--- Start of Quoted passage ---

Queue using two stacks, by Apple

Today's Daily Coding Problem:

This problem was asked by Apple.

Implement a queue using two stacks. Recall that a queue is a FIFO (first-in, first-out) data structure with the following methods: enqueue, which inserts an element into the queue, and dequeue, which removes it.

This is a very common technical interview question, including its variations, such as:

• Implement a stack using two queues
• Optimize for enqueue/push operation (O(1)-time)
• Optimize for dequeue/pop operation (O(1)-time)

My implementation below optimizes it for the enqueue operation (in O(1)-time), while the dequeue will suffer a little bit on time (O(n)-time).

The idea is as follows:

• On the enqueue operation, push to stack 1
• On the dequeue, pop from stack 1 pushing to stack 2. Save the last element, which you'll return later. Then push all the elements back to stack 1

That's it! Code is here (GitHub): https://github.com/BorisVasilenko/dailycodingproblem/blob/master/DailyCodingProblem11062018.cs

using System;
using System.Collections.Generic;
using System.Linq;
using System.Text;
using System.Threading.Tasks;
using System.Collections;

namespace DailyCodingProblem
{
 class DailyCodingProblem11062018
 {
  private Stack[] stack = null;

  public DailyCodingProblem11062018()
  {
   stack = new Stack[2];
   stack[0] = new Stack();
   stack[1] = new Stack();
  }

  public void Enqueue(string item)
  {
   stack[0].Push(item);
  }

  public string Dequeue()
  {
   if (stack[0].Count == 0) return null;

   //Get, swap, remove
   string retVal = SwapStacksReturnLast(stack[0], stack[1], true);
   //Swap back, don't remove, ignore the result
   SwapStacksReturnLast(stack[1], stack[0], false);
   return retVal;

  }

  private string SwapStacksReturnLast(Stack from, Stack to, bool remove)
  {
   string retVal = "";
   while (from.Count > 0)
   {
    retVal = (string)from.Pop();
    if (!remove || from.Count > 0)
     to.Push(retVal);
   }
   return retVal;
  }
 }
}

--- End of Quoted passage ---

Tasks to complete
a: Answer from the two-stacks post:
(i) Which company asked this problem?
(ii) What time does the dequeue operation take in the author's implementation?
(iii) What does the Dequeue method return when stack[0] is empty?
b: In the listing below, change "tightest" to "smallest" and leave everything else unchanged.

--- Start of Records to process ---

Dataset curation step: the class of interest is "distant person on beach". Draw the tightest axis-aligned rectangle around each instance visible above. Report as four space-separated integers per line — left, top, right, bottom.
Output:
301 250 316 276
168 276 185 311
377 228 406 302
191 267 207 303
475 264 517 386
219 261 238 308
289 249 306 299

--- End of Records to process ---

The solutions
a:
(i) Apple
(ii) O(n)-time
(iii) null

b:
Dataset curation step: the class of interest is "distant person on beach". Draw the smallest axis-aligned rectangle around each instance visible above. Report as four space-separated integers per line — left, top, right, bottom.
Output:
301 250 316 276
168 276 185 311
377 228 406 302
191 267 207 303
475 264 517 386
219 261 238 308
289 249 306 299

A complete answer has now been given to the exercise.